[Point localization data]
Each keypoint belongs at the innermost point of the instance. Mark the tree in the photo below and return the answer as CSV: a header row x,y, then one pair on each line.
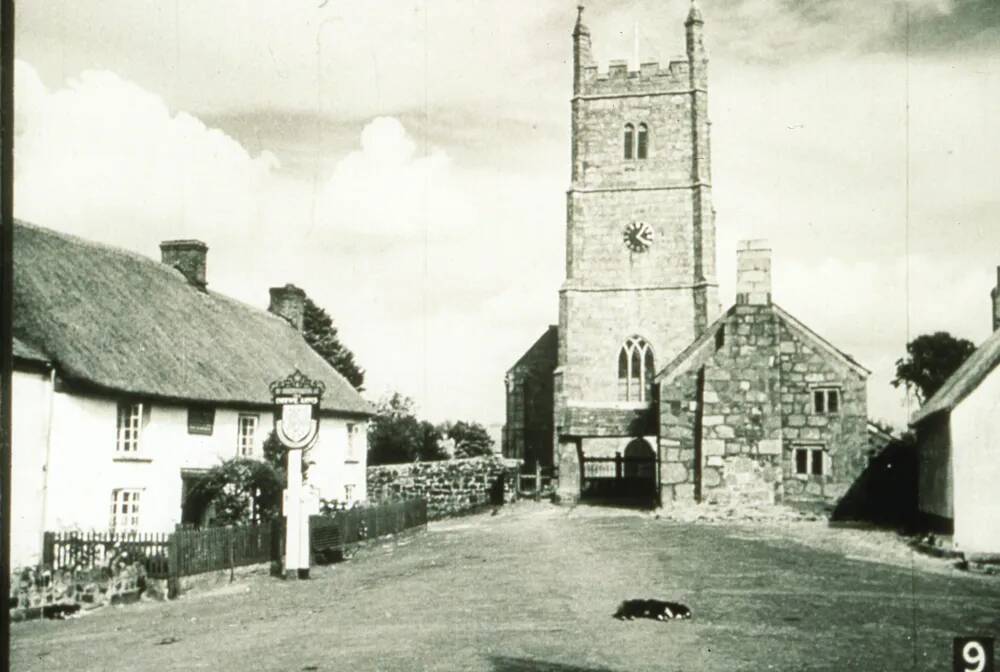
x,y
930,360
396,435
321,335
471,438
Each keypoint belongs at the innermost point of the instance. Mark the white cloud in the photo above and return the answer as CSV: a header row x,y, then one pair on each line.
x,y
104,158
423,267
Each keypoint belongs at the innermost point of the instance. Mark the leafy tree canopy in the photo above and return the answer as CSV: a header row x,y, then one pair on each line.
x,y
321,335
471,438
396,435
930,360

* [TRY IT]: Your answer must be an exact copy of every entry, with the pictures left out.

* [YOUR RESPONSE]:
Each keypoint belongs at the innermost point of the instance. Mark the tree in the photo below and return the answer as CSV: a header row x,y, then one pair on each line.
x,y
930,360
396,435
321,335
471,438
Each keypoint belongs at the innermost point of the instance. Mark the white cloud in the photo above and return the answer as CSV: a header row x,y, then one pair on each line.
x,y
104,158
423,267
Each keypoint belongs at the innermost point of the instance. Mark the leafy tree canopy in the photo above and return the answer as CSV: a header row x,y, then one pair on each line.
x,y
321,335
471,438
396,435
930,360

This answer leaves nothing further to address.